* Begin Text to read *
UH faculty need an active cougarnet account to access HPE DSI’s systems. UHS faculty who are employed on the UH Downtown, Clear Lake, or Victoria Campuses may request DSI to sponsor cougarnet credentials directly at datascience@uh.edu. Note that these credentials are renewed annually.
Other UH employees may be eligible for an allocation. These requests will be evaluated on a case-by-case basis.
Costs
All HPE DSI allocations are free of charge.
Single vs. Multiple
Eligible PIs whose research needs require the utilization of more than one of the HPE DSI’s clusters, may submit an Allocation Request for more than one cluster. HPE DSI does not recommend PIs to have multiple allocations if any of them are not actively used because this generates unnecessary overhead. Allocations for each cluster are evaluated and managed independently.
Duration/Compute Cycle
Allocations run on yearly cycles from September to August.
Renewals
During July, PIs must submit an Allocation Request with the option ‘Renew Existing Project’ by August 1st. This will allow research groups to continue using the clusters without any interruption. It is important that PIs do an assessment of the necessary compute and storage resources that their group will utilize for 1-year.
If no such renewal is received by HPE DSI, access to that allocation will be locked by the first week of October of the new compute cycle. HPE DSI will send reminders of these important dates.
Any accounts which remain locked for 12-months, will be deleted. Including 100% of the data and files in the PI’s project directory, all its subdirectories, as well as all the home directories of the group members with accounts in that specific allocation.
It is the responsibility of the PIs to inform HPE DSI in writing if they have a written agreement binding them to keep access to their research data in HPE DSI systems for a year or more. HPE DSI reserves the right to delete such data, should PIs fail to communicate this information.
Request
Eligible PIs may submit an Allocation Request at any point in time.
PIs must first decide which cluster they want to utilize: Opuntia, Sabine or Carya.
Once a specific cluster has been identified, eligible PIs must submit an Allocation Request using the Request Allocation Form.
* End Text to read *
* Begin Data provided *
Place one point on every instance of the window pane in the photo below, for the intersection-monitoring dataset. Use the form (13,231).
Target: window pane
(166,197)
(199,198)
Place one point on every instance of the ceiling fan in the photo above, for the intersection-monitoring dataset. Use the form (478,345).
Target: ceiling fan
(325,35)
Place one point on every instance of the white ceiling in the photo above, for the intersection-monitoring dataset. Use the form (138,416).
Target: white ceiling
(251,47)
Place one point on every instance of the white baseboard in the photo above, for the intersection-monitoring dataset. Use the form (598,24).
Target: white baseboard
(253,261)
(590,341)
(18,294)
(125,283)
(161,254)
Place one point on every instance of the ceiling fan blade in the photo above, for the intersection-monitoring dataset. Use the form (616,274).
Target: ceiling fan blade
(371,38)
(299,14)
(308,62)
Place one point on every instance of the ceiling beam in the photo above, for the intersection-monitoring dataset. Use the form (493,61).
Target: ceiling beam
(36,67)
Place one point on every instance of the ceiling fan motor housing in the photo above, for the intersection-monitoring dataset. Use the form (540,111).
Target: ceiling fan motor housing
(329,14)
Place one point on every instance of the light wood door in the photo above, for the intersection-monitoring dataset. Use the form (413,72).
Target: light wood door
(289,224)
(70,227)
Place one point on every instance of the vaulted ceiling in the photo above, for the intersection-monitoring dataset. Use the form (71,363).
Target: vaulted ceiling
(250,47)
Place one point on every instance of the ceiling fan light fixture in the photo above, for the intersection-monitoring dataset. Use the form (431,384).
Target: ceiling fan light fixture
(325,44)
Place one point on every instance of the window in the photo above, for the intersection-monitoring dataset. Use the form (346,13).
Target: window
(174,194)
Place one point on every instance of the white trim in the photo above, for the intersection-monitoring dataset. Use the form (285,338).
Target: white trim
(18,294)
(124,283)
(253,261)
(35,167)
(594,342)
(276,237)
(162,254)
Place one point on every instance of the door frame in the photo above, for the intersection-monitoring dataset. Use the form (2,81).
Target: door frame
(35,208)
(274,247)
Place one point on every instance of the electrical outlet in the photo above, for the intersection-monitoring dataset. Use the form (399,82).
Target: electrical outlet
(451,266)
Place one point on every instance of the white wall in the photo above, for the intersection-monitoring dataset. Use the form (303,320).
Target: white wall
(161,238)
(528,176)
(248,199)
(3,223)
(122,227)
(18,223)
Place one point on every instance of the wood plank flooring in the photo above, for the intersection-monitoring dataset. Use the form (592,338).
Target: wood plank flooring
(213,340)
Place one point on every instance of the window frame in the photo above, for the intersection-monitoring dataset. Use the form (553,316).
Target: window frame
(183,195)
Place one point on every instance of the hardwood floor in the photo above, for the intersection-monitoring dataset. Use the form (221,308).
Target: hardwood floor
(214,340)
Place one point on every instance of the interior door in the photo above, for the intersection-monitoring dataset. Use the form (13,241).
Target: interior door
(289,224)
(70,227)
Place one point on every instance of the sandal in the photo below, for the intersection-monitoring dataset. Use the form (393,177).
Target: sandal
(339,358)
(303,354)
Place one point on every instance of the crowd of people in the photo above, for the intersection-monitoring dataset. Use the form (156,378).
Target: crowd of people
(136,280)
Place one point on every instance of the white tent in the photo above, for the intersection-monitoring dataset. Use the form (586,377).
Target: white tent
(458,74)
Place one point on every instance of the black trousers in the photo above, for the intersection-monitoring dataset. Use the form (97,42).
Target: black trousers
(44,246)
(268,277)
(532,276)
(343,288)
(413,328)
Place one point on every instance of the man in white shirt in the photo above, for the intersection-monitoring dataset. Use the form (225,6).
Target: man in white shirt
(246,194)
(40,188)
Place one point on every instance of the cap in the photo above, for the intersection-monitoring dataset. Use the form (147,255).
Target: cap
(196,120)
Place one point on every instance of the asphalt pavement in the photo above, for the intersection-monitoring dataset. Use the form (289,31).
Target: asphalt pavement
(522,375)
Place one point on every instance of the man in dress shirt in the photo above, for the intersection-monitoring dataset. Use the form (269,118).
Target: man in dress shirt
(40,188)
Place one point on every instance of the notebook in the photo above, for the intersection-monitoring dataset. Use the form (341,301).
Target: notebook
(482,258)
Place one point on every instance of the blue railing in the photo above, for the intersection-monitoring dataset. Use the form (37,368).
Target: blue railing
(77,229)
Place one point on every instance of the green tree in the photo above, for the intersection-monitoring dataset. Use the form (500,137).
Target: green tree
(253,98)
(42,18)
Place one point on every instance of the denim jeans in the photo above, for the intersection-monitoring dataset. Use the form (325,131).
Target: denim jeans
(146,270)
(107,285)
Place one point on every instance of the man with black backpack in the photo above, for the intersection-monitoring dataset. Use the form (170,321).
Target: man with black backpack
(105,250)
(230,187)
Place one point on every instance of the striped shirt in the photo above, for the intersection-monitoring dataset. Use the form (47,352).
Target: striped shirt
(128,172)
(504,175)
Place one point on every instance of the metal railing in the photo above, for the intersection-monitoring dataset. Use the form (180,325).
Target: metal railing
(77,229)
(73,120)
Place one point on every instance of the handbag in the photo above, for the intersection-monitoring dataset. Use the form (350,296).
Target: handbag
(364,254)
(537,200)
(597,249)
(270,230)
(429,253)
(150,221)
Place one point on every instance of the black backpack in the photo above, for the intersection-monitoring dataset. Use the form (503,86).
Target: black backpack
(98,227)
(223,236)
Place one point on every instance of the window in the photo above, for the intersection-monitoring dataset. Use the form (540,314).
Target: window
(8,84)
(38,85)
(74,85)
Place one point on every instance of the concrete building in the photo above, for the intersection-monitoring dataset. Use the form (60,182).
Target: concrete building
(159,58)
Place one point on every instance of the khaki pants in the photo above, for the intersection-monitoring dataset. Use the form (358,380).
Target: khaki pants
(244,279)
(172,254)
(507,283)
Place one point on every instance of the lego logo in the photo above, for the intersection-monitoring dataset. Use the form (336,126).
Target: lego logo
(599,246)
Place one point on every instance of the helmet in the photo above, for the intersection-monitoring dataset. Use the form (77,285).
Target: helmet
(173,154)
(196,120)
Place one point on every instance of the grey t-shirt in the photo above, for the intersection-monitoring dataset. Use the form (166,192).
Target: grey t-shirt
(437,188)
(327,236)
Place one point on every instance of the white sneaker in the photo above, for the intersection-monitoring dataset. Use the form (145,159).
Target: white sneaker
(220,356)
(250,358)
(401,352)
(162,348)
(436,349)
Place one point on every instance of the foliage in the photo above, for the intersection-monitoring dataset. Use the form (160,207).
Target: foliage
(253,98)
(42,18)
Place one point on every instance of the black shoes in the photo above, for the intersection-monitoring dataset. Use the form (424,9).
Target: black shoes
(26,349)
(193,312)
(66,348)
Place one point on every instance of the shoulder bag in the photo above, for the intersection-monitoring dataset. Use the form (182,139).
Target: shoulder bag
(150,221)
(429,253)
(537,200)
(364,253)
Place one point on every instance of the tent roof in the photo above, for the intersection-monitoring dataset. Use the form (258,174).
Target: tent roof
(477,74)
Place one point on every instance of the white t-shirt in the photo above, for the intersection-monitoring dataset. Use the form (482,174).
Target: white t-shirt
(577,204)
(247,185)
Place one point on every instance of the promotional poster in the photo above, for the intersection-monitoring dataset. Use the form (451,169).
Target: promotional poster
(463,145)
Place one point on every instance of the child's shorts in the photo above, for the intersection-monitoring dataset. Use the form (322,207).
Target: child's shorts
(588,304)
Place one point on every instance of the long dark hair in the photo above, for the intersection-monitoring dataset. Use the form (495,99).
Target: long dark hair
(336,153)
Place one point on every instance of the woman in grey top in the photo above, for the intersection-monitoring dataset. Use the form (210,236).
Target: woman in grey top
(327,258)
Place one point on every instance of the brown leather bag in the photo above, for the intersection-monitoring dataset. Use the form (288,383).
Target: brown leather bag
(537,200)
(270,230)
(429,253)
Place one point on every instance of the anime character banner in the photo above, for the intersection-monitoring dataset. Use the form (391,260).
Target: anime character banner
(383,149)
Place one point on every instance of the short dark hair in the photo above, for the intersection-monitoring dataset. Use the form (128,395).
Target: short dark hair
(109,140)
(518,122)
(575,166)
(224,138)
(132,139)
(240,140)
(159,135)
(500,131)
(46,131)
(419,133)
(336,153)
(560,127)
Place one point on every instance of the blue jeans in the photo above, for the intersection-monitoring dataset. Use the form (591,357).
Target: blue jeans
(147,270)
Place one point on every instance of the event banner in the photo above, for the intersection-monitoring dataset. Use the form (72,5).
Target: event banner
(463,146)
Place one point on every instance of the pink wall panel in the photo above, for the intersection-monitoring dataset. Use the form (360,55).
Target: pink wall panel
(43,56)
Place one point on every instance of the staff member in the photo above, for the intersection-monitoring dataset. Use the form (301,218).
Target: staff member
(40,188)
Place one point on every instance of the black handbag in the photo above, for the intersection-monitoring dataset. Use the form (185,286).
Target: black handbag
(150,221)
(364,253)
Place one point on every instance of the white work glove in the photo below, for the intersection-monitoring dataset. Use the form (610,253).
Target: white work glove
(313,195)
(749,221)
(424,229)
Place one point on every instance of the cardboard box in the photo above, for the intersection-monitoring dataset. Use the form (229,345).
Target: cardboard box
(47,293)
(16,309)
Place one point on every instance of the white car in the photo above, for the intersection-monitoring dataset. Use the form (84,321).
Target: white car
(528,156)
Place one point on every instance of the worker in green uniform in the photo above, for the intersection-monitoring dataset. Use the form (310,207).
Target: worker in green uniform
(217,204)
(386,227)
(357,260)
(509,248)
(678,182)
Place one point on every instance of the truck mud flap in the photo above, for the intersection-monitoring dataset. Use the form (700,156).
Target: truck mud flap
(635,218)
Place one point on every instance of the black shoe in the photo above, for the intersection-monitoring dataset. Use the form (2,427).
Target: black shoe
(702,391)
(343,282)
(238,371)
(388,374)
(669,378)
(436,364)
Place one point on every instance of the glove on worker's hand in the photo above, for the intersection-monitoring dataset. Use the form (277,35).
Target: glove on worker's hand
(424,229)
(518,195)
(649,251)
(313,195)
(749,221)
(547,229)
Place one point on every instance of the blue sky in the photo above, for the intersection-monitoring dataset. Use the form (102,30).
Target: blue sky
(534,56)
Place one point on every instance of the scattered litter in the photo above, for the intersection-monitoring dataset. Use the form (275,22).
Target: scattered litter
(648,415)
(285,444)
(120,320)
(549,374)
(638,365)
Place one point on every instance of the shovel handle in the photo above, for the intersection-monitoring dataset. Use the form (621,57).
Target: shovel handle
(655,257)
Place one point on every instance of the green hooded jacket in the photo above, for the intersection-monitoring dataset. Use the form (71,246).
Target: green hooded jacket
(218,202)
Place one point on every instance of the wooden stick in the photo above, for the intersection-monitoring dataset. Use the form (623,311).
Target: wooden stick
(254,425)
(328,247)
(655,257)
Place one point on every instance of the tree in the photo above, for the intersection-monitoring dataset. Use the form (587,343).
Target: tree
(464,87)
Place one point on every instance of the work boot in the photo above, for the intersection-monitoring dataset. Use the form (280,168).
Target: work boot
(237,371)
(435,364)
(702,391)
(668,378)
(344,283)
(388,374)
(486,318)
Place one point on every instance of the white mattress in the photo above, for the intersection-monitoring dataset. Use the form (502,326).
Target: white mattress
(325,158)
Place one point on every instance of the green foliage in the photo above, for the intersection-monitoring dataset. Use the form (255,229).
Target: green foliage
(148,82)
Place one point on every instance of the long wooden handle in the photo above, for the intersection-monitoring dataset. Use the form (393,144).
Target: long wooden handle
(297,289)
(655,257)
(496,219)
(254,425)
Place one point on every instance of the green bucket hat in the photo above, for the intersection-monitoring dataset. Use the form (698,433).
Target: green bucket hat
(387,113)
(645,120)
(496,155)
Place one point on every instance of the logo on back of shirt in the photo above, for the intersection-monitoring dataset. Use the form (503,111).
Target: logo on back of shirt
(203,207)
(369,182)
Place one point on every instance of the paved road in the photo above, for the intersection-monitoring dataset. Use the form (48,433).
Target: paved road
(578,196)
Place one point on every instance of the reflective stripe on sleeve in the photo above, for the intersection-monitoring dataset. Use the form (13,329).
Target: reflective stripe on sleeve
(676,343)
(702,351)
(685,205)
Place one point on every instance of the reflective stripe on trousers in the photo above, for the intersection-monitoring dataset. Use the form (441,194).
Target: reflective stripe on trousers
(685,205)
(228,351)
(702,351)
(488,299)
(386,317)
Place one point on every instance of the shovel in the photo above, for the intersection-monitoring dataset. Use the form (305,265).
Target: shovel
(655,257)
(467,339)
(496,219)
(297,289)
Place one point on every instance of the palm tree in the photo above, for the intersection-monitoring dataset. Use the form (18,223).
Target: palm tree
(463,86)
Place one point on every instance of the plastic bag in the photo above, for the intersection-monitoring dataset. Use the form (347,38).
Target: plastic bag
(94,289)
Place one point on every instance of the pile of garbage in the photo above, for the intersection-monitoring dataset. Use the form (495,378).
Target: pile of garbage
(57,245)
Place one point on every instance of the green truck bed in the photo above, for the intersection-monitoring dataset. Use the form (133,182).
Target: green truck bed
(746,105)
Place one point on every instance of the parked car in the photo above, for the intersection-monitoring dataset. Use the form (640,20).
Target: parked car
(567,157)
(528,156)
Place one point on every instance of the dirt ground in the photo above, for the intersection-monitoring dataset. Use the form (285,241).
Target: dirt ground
* End Data provided *
• Exercise: List every section heading that appears in the HPE DSI allocation text.

• Full response:
Costs
Single vs. Multiple
Duration/Compute Cycle
Renewals
Request